§ **Exercise task**
Omit every picture while repeating the entries exactly.

§ **Record list**
+===+
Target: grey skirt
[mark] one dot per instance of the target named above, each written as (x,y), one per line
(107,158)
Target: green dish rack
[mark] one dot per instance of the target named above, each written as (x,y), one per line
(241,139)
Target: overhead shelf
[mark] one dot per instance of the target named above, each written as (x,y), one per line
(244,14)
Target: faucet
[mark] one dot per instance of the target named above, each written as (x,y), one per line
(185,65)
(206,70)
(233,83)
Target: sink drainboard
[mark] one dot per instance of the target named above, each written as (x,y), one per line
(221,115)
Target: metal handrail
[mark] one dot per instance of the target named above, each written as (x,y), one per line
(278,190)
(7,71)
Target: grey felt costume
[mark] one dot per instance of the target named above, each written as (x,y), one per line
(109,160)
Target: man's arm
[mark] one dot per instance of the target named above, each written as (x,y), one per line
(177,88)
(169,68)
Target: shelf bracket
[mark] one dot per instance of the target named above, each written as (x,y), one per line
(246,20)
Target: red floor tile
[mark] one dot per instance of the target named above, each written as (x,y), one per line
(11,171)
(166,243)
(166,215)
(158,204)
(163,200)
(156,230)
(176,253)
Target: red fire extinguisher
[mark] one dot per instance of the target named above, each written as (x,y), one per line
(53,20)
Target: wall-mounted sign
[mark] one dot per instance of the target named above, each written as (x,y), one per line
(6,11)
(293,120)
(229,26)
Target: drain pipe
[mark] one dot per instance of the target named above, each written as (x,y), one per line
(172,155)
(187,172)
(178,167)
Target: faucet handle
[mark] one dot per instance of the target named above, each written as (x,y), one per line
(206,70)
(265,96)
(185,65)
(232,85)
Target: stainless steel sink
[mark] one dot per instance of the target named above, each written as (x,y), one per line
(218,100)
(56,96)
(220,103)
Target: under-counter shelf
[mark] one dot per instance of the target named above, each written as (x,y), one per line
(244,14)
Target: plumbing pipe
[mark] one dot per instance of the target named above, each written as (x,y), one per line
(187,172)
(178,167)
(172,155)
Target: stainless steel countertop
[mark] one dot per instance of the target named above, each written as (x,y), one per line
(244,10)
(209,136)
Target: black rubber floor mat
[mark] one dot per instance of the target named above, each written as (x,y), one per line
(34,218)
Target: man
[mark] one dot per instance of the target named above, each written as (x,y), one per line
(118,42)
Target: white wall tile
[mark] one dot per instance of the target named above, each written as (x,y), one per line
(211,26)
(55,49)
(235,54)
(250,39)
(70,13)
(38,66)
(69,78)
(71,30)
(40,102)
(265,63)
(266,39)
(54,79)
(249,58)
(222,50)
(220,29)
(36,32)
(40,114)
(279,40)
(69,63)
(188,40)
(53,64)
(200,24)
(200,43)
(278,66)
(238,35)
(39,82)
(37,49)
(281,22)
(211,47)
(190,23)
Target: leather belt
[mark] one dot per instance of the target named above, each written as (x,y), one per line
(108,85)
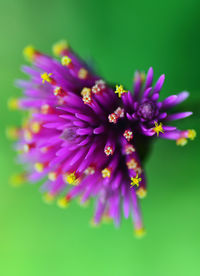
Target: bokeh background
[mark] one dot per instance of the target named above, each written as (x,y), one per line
(119,36)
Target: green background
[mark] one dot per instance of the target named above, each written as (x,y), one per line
(120,36)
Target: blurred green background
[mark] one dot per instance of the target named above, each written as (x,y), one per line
(120,36)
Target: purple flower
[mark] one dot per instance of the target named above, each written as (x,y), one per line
(86,138)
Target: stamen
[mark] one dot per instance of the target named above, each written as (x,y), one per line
(135,181)
(158,128)
(181,141)
(141,192)
(192,134)
(129,149)
(120,90)
(106,172)
(108,150)
(132,164)
(66,61)
(82,74)
(112,118)
(13,104)
(58,91)
(47,77)
(128,134)
(60,47)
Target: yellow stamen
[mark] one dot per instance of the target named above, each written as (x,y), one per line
(71,178)
(106,172)
(191,134)
(120,90)
(141,192)
(46,77)
(13,104)
(82,74)
(35,127)
(158,128)
(17,180)
(66,61)
(12,133)
(181,141)
(135,181)
(29,53)
(140,232)
(39,167)
(59,47)
(48,198)
(63,202)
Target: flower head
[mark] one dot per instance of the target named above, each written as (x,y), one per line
(84,137)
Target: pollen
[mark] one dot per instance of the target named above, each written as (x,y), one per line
(39,167)
(13,104)
(106,172)
(60,47)
(29,53)
(66,61)
(128,134)
(135,181)
(86,92)
(108,150)
(82,74)
(192,134)
(141,192)
(181,141)
(71,178)
(58,91)
(46,77)
(120,90)
(132,164)
(112,118)
(35,127)
(158,128)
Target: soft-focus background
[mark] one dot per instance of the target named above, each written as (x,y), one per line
(120,36)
+===+
§ **Correct answer**
Target: grey skirt
[mark] one dot per instance of the target named above, each written as (x,y), one per line
(107,158)
Target: green dish rack
[mark] one dot per instance of the target named above, each written as (x,y), one per line
(241,139)
Target: overhead shelf
[mark] one dot per instance of the target named above, each written as (x,y), one per line
(244,14)
Target: faucet
[mark] one dot per instance of the target named above, each written as (x,y), one per line
(185,65)
(206,70)
(233,83)
Target: sink drainboard
[mark] one dot per instance of the target named above, each written as (x,y), one per line
(221,115)
Target: metal handrail
[mark] one dot per instance of the target named above, each written as (x,y), one per line
(278,190)
(7,71)
Target: grey felt costume
[mark] one dot per instance of the target named above, each written as (x,y), one per line
(109,160)
Target: man's arm
[mark] one dot per instance of the target named above, each written as (x,y), one per line
(177,88)
(169,68)
Target: shelf bracket
[mark] one dot per instance of the target named above, each written as (x,y), one per line
(246,20)
Target: red floor tile
[mark] one dot per instance of the target named above, each written as (x,y), one per line
(11,171)
(166,243)
(166,215)
(158,204)
(163,200)
(156,230)
(176,253)
Target: red fire extinguisher
[mark] one dot per instance of the target named above, each written as (x,y), one per line
(53,20)
Target: wall-mounted sign
[mark] one dot per instance of the target named above, each written as (x,y), one per line
(6,11)
(293,120)
(229,26)
Target: drain pipe
[mark] one dot per instance of the target named above, each written as (x,y), one per line
(172,155)
(187,172)
(178,167)
Target: faucet handle
[mark] one dot per instance of the target named above, each written as (x,y), one per line
(206,70)
(265,96)
(185,65)
(232,85)
Target: stainless steel sink
[mark] one dot per instance of the target named above, each written as (x,y), one per line
(218,100)
(56,96)
(220,103)
Target: under-counter shelf
[mark] one dot per instance of the target named above, each written as (x,y), one per line
(244,14)
Target: plumbing pipe
[mark] one dot per instance of the target named above, each written as (x,y), one per line
(187,172)
(178,167)
(172,155)
Target: stainless steel countertop
[mark] one dot per instance of the target named above, each written as (x,y), one per line
(244,10)
(209,136)
Target: black rubber floor mat
[mark] one dot per instance of the target named above, each written as (x,y), one per line
(34,218)
Target: man
[mark] one dot per instance of the target named above, each written as (x,y), one per line
(118,42)
Target: white wall tile
[mark] one dot per instance of the target named above, each written as (x,y), one per line
(211,26)
(55,49)
(235,54)
(250,39)
(70,13)
(38,66)
(69,78)
(71,30)
(40,102)
(265,63)
(266,39)
(54,79)
(249,58)
(222,50)
(220,29)
(36,32)
(40,114)
(279,40)
(69,63)
(188,40)
(53,64)
(200,24)
(200,43)
(278,66)
(238,35)
(39,82)
(37,49)
(281,22)
(211,47)
(190,23)
Target: leather belt
[mark] one dot per instance of the target named above, each written as (x,y), one per line
(108,85)
Target: bokeh background
[mark] one dot per instance of the target named above, each written as (x,y), one per line
(119,36)
Target: green background
[mark] one dot per instance of the target named above, each written as (x,y), one per line
(120,36)
Target: blurred green background
[mark] one dot per instance of the target named above, each written as (x,y), one per line
(120,36)
Target: purple flower
[mark] one dot per instance of the target named above, each written as (x,y), one per line
(86,138)
Target: stamen
[mark] one dot per instance of the target named above, each written as (x,y), one per line
(135,181)
(158,128)
(181,141)
(141,192)
(192,134)
(129,149)
(120,90)
(106,172)
(108,150)
(132,164)
(66,61)
(82,74)
(112,118)
(13,104)
(58,91)
(47,77)
(128,134)
(60,47)
Target: yellow stamen
[mark] one dot per instance of the target named above, each written as (x,y), one per line
(71,178)
(106,172)
(191,134)
(120,90)
(141,192)
(46,77)
(13,104)
(82,74)
(35,127)
(158,128)
(17,180)
(66,61)
(12,133)
(181,141)
(135,181)
(29,53)
(140,232)
(39,167)
(59,47)
(48,198)
(63,202)
Target: flower head
[mark] one dot per instance of the target named above, each written as (x,y), one per line
(84,137)
Target: pollen
[mark] one dot per instance of the target named above, each written as (x,y), one per line
(39,167)
(13,104)
(106,172)
(60,47)
(29,53)
(66,61)
(128,134)
(135,181)
(86,92)
(108,150)
(82,74)
(192,134)
(141,192)
(181,141)
(71,178)
(58,91)
(46,77)
(120,90)
(132,164)
(112,118)
(35,127)
(158,128)
Target: soft-focus background
[mark] one dot per instance of the target named above, each written as (x,y), one per line
(120,36)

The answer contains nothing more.